— begin ENTRIES SHOWN —

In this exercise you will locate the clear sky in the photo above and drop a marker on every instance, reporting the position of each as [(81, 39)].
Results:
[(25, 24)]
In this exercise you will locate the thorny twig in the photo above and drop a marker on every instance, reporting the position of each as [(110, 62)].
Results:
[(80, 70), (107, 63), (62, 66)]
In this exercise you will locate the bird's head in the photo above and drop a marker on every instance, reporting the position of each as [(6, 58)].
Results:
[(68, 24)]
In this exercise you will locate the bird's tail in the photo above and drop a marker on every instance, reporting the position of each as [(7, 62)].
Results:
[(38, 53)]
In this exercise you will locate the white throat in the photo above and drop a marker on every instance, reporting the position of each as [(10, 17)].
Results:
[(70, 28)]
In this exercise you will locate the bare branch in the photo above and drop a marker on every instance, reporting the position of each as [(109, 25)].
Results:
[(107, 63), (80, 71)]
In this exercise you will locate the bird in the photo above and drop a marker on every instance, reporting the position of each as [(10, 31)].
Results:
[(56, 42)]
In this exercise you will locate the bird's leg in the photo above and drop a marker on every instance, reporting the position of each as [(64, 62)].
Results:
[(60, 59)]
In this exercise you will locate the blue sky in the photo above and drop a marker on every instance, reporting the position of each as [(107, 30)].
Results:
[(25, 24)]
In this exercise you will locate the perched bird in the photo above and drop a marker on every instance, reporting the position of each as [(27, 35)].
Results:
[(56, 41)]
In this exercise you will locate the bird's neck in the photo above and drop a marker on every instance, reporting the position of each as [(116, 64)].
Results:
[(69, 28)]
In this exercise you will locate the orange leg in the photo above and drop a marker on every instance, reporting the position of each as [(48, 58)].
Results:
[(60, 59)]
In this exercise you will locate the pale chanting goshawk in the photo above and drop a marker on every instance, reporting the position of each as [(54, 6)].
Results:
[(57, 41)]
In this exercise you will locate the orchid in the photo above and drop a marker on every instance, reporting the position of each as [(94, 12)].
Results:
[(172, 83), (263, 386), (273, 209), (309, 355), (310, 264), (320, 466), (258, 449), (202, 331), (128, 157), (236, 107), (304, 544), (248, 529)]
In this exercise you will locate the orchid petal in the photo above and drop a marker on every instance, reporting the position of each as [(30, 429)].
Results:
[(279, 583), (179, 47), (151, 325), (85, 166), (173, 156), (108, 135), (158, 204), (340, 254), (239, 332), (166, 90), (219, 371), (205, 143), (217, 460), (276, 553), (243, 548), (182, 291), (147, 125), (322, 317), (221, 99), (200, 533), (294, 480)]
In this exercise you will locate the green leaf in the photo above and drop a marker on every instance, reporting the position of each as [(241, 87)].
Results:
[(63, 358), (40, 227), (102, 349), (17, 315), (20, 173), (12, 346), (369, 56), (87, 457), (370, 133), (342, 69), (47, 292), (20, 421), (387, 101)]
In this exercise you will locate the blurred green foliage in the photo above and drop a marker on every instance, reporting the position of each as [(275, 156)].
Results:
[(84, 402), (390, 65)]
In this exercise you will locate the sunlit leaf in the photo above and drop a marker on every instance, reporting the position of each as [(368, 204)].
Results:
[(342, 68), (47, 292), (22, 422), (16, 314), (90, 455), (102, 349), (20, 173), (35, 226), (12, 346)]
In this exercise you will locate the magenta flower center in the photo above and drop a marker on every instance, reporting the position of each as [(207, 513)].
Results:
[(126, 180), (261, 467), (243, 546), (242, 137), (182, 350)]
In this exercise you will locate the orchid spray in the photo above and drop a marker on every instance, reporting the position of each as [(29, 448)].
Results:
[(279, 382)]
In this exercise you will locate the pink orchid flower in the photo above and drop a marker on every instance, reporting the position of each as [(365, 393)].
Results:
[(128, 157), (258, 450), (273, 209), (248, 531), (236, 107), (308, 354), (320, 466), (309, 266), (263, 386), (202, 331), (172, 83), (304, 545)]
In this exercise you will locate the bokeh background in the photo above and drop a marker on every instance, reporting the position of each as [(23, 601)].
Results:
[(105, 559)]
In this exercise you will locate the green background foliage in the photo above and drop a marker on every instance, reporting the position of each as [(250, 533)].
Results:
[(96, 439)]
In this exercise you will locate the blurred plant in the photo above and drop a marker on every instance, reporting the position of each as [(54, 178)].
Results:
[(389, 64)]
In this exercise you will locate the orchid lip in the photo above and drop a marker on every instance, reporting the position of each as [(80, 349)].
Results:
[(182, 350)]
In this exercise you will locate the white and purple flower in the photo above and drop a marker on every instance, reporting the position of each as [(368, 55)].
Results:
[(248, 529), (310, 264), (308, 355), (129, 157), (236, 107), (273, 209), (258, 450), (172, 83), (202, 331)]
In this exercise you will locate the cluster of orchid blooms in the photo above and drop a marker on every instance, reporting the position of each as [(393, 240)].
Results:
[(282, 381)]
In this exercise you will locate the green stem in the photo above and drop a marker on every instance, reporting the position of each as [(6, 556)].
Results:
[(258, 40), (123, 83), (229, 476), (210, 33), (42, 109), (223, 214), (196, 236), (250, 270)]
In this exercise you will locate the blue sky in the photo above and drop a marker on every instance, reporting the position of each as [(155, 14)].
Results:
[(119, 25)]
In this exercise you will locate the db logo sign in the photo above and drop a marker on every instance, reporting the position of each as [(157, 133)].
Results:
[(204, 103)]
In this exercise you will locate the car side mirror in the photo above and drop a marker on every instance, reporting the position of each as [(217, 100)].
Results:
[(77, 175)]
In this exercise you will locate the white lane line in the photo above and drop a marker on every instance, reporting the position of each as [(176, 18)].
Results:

— end ENTRIES SHOWN —

§ EXERCISE DIRECTIONS
Copy out every row above verbatim, with no changes.

§ FINISHED EXERCISE
In this exercise you will locate the clear sky in the photo above and drop a marker on every instance, reporting the position of each as [(81, 39)].
Results:
[(25, 24)]
In this exercise you will locate the thorny twig in the photo above and drop a marker on every instance, reporting the position of each as [(110, 62)].
Results:
[(80, 70), (107, 63), (62, 66)]
In this exercise you will locate the bird's head in the photo above and drop a marker on every instance, reporting the position of each as [(6, 58)].
Results:
[(68, 24)]
In this exercise you will locate the bird's tail in the photo above and drop a marker on every instance, reporting the position of each as [(7, 62)].
Results:
[(38, 53)]
In this exercise you will locate the white throat in the photo above and drop a marker on every instance, reporting the position of each as [(10, 17)].
Results:
[(70, 28)]
In this exercise you will locate the bare branch in the photo above and drop a marker on every instance, reporting the position of each as [(109, 25)].
Results:
[(107, 63), (80, 71)]
In this exercise you will locate the bird in the photo above and drop a marker on every instance, reporting the position of each as [(10, 31)].
Results:
[(56, 42)]
In this exercise you will locate the bird's leg in the photo above and drop a marker on every instance, reporting the position of each as [(64, 62)].
Results:
[(60, 59)]
In this exercise you will locate the blue sky in the photo above and drop a marker on every instance, reporting the position of each as [(107, 30)].
Results:
[(25, 24)]
In this exercise you will locate the perched bird in the photo above and drop a marker on every instance, reporting the position of each as [(27, 35)].
Results:
[(56, 41)]
In this exercise you will locate the bird's neck in the photo above and drop a marker on every instance, reporting the position of each as [(116, 64)].
Results:
[(69, 28)]
In this exercise you will locate the orange leg in the photo above and drop a marker on every instance, reporting the position of each as [(48, 58)].
Results:
[(60, 59)]
In this exercise you will locate the pale chanting goshawk in the photo above and drop a marker on every instance, reporting the position of each as [(54, 6)].
Results:
[(57, 41)]
In this exercise you will locate the orchid in the photo above and drop a marker on every instance, reporting the position of each as [(94, 12)].
Results:
[(172, 83), (263, 386), (273, 209), (309, 355), (310, 264), (320, 466), (258, 449), (202, 331), (128, 157), (236, 107), (304, 544), (248, 529)]
In this exercise you will locate the orchid petal in the photo above and drop a marker on every instance, reporting the position of each as [(30, 429)].
Results:
[(279, 583), (179, 47), (151, 325), (85, 166), (173, 156), (108, 135), (158, 204), (340, 254), (239, 332), (166, 90), (219, 371), (205, 143), (217, 460), (276, 553), (243, 548), (182, 291), (147, 125), (322, 317), (221, 99), (200, 533), (294, 480)]
In this exercise you will locate the green leaf in the photo above and drop a marker on every instance, reporting the position of each as [(241, 87)].
Results:
[(63, 358), (40, 227), (102, 349), (17, 315), (20, 173), (12, 346), (369, 56), (87, 457), (370, 133), (342, 69), (47, 292), (20, 421), (387, 101)]
In this exercise you will locate the blurred green foliage in the photo above and drop a marker on every instance, reporting the position of each as [(275, 156)].
Results:
[(84, 402), (390, 65)]
In this exercise you will locate the sunlit leaf in the photo above and drop a marker on every instance, reporting the position of each as [(368, 204)].
Results:
[(342, 68), (47, 292), (22, 422), (16, 314), (90, 455), (102, 349), (20, 173), (35, 226), (12, 346)]
In this exercise you will locate the magenta flower center in the photo above and drop a marker on every instance, reporting the position of each as [(207, 513)].
Results:
[(126, 180), (261, 467), (243, 546), (242, 137), (182, 350)]
In this exercise you will locate the orchid spray in the photo above and drop a marker on every instance, reporting the position of each as [(29, 448)].
Results:
[(279, 382)]
In this exercise you will locate the pink orchid flower in the photo above and drop a marker on every instance, reporting the position of each as [(365, 393)].
Results:
[(128, 157), (258, 450), (273, 209), (248, 531), (236, 107), (308, 354), (320, 466), (309, 266), (263, 386), (202, 331), (172, 83), (304, 545)]
In this exercise you will locate the bokeh background in the photo above and drop a marker on every instance, reporting the position of each as [(23, 601)].
Results:
[(105, 559)]
In this exercise you will locate the green background foliage in the photo above and drop a marker on every instance, reporting the position of each as [(250, 533)].
Results:
[(96, 439)]
In this exercise you will locate the blurred plant in the photo above and drop a marker on every instance, reporting the position of each as [(54, 178)].
Results:
[(389, 64)]
In this exercise you will locate the orchid lip in the photo above and drop a marker on every instance, reporting the position of each as [(80, 349)].
Results:
[(182, 350)]
In this exercise you will locate the white and purple flower in the photo above and drop a marker on every instance, reporting the position of each as [(368, 55)].
Results:
[(248, 529), (310, 264), (308, 355), (129, 157), (236, 107), (273, 209), (258, 450), (172, 83), (202, 331)]
In this exercise you will locate the cluster of orchid blooms in the photo above and drop a marker on every instance, reporting the position of each as [(393, 240)].
Results:
[(282, 381)]
In this exercise you will locate the green stem in the photo above and drop a marker on every instance, reporting the position of each as [(6, 556)].
Results:
[(258, 40), (123, 83), (229, 476), (210, 33), (42, 109), (223, 214), (196, 236), (250, 270)]
In this exercise you will locate the blue sky in the photo above and drop a marker on every instance, reporting the position of each as [(155, 14)].
Results:
[(119, 25)]
In this exercise you will locate the db logo sign in the photo above and drop a marker on every instance, reporting the position of each as [(157, 133)].
Results:
[(204, 103)]
In this exercise you will locate the car side mirror in the photo above and drop a marker on every instance, reporting the position of each as [(217, 100)].
Results:
[(77, 175)]
In this exercise you will locate the white lane line in the photo above and drop a marker on every instance, reporting the position of each as [(176, 18)].
Results:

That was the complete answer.